Dataset items
Segment Open
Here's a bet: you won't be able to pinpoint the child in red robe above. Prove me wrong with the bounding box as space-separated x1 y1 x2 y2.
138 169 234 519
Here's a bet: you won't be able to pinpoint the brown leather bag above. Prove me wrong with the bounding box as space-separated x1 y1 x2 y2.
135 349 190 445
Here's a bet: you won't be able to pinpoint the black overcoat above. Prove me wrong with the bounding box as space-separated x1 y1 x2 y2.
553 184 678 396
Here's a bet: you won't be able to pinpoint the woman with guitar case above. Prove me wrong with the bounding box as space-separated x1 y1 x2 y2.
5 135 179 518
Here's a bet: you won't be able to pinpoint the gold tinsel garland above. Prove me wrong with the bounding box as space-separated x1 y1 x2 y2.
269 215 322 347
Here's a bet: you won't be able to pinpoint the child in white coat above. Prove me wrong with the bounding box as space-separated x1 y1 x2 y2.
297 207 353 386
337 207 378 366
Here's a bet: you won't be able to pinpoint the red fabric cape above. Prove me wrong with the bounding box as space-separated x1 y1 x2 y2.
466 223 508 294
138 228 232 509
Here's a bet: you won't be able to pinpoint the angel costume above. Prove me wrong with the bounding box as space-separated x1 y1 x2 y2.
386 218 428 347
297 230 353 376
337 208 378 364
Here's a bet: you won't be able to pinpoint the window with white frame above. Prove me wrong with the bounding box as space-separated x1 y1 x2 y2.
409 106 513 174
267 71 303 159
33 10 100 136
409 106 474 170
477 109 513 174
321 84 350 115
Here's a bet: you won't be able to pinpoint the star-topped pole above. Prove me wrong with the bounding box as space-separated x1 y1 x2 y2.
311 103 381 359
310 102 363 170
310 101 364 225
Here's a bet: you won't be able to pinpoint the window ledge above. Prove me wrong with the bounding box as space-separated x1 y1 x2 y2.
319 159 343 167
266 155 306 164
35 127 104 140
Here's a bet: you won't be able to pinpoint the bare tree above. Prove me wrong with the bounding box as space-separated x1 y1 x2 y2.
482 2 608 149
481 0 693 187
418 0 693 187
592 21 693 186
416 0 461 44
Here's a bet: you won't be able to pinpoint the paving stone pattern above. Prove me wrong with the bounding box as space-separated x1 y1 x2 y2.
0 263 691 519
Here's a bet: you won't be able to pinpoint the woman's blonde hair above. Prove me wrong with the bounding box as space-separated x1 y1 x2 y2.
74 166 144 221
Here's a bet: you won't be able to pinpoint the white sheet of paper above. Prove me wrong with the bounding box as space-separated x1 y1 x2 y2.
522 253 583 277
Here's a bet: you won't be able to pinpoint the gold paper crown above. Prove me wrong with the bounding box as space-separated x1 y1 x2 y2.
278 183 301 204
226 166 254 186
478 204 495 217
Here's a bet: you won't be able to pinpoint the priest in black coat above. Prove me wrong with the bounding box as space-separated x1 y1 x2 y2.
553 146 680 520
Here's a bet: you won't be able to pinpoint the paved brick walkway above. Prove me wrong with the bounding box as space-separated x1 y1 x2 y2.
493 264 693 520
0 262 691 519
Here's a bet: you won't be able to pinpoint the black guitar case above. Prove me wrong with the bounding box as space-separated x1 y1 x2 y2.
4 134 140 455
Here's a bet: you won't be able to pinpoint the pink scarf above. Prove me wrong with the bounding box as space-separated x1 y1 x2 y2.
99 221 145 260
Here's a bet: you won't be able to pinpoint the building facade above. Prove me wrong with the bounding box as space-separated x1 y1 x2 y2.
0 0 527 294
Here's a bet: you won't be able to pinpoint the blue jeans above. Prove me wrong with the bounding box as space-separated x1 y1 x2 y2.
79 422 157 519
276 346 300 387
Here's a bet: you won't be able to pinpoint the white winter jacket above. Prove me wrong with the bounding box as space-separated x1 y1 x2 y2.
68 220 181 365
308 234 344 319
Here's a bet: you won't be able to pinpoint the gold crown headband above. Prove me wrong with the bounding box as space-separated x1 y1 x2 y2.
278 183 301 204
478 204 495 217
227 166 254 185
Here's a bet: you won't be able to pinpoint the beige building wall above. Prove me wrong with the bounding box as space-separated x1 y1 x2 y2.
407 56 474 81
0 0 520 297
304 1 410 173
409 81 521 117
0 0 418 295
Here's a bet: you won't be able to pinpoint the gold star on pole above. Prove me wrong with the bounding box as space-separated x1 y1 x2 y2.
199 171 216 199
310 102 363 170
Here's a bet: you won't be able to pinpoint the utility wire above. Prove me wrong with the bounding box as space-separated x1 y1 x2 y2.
Segment Closed
#### Directions
Word for word, give the records again.

#### Your solution
Here's a bet: you won't be able to pinpoint the child in red robe above. Prove me wrong with the bounding box as space-separated x1 y1 x2 y2.
138 169 234 519
Here's a bet: you won't be able to pinpoint the brown leather bag above. Prove me wrong with the bounding box as space-separated x1 y1 x2 y2.
135 349 190 445
Here's a bet: you won't be able to pinpoint the black overcoat above. Prove me wrong with the bounding box as space-separated x1 y1 x2 y2.
553 184 678 396
Here's a bet: you won't be able to pinpoint the woman with guitar case above. Prove me wrong with the bounding box as space-separated x1 y1 x2 y2.
5 135 179 518
Here's a bet: you won't be able to pinpoint the gold tinsel garland above. Prove me wrong with the bounding box as space-separated x1 y1 x2 y2.
269 215 322 347
Here's a bet: you won't be able to pinpoint the child in white coat above. Prove me wrong with the bounding box as space-separated x1 y1 x2 y2.
297 207 353 386
337 207 378 366
Here's a bet: you won't be able to pinpoint the red fabric cape above. Prove me wrong with the bounding box as space-separated x1 y1 x2 y2.
466 223 508 294
138 228 232 509
Here's a bet: you won't be able to pinpoint the angel costume above. Prove me wrong with the bounding box as space-separated x1 y1 x2 y2.
386 218 428 347
297 230 353 376
337 208 378 364
Here's a bet: you won't be able to pinpoint the window with white frame above. Prove me wrong with the bounding box as space-separated x1 y1 x2 y2.
409 106 513 174
267 71 303 159
33 10 100 136
409 106 474 170
477 109 513 174
321 84 350 115
Here's a bet: you won't be able to pinpoint the star-topped pole above. Prove me wrong with the bounding box as space-separated x1 y1 x2 y2.
311 103 381 359
310 102 363 170
310 101 364 225
Here's a bet: you won't be able to pinpoint the window ledge above. Prove me wrong with the bounding box as space-separated x1 y1 x2 y2.
319 159 343 167
266 155 306 164
35 127 104 140
Here's a bet: you won't be able to pinpoint the bare tree above. Prove me wrong with the bounding box as space-separated x1 y1 x2 y2.
482 2 608 149
481 0 693 187
418 0 693 187
592 21 693 186
416 0 461 44
Here's a bet: you won't be able to pinpoint the paving stone pattern above. Prove me wrong with the bounding box as space-separated x1 y1 x2 y2.
0 263 691 519
Here's a bet: you won't be able to pinpoint the woman's blonde hair above. Prove me wrong with the bounding box as space-separated x1 y1 x2 y2.
74 166 144 221
Here's a bet: you won't be able to pinpoint the white sheet of paper above. Prove me wrong with the bounding box as space-separated x1 y1 x2 y2.
522 253 583 277
Here's a bet: you won't be able to pinpoint the gold paper crown above. Prove me wrong with the bounding box as space-separated x1 y1 x2 y2.
278 183 301 204
226 166 254 186
478 204 495 217
Here's a bet: you won't be able to pinpoint the priest in black coat above. Prove me wrong with the bounding box as space-separated x1 y1 x2 y2.
553 146 680 520
Here's a bet: you won't be able to pinpoint the paved brick walkway above. Prove me wrong with the bounding box as space-separated x1 y1 x2 y2.
493 264 693 520
0 262 691 519
Here's a bet: you won't be able to pinpoint the black guitar case above. Prove me wrong with the bounding box as space-separated x1 y1 x2 y2.
4 134 140 455
Here's a bet: you won't be able to pinpoint the pink scarf above. Prove me wrong with the bounding box as space-separated x1 y1 x2 y2.
99 221 145 260
Here's a bet: you won't be able to pinpoint the building facade above. Prove me wrong with the bounding box as space-separated x1 y1 x2 y2.
0 0 527 294
Here's a bet: you won't be able to pinpoint the blue jeans above. Prove me wrong with the bounding box as space-separated x1 y1 x2 y2.
79 422 157 519
276 346 300 387
Here's a bet: you won't be able to pinpoint the white winter jacket above. Prove me wrong with the bounding box as space-separated x1 y1 x2 y2.
68 220 181 365
308 234 344 319
Here's a bet: you won't be able to pinpoint the gold crown headband above. Prove me wrong with the bounding box as space-separated x1 y1 x2 y2.
278 183 301 204
478 204 495 217
227 166 254 185
Here's a bet: you won't be able to pinpoint the beige building wall above. Prove me wrong with the bounding box as space-separated x1 y1 x2 y2.
407 56 474 81
0 0 520 297
304 1 410 173
409 81 521 117
0 0 418 295
Here's a bet: you won't be able to pinpoint the gold star on pole above. Prove me wrong with the bounding box as space-separated x1 y1 x2 y2.
199 171 216 199
310 102 363 170
Here's a bet: you won't be able to pinpoint the utility wire above. Prove me wrong with the bounding box as space-separated x1 y1 x2 y2.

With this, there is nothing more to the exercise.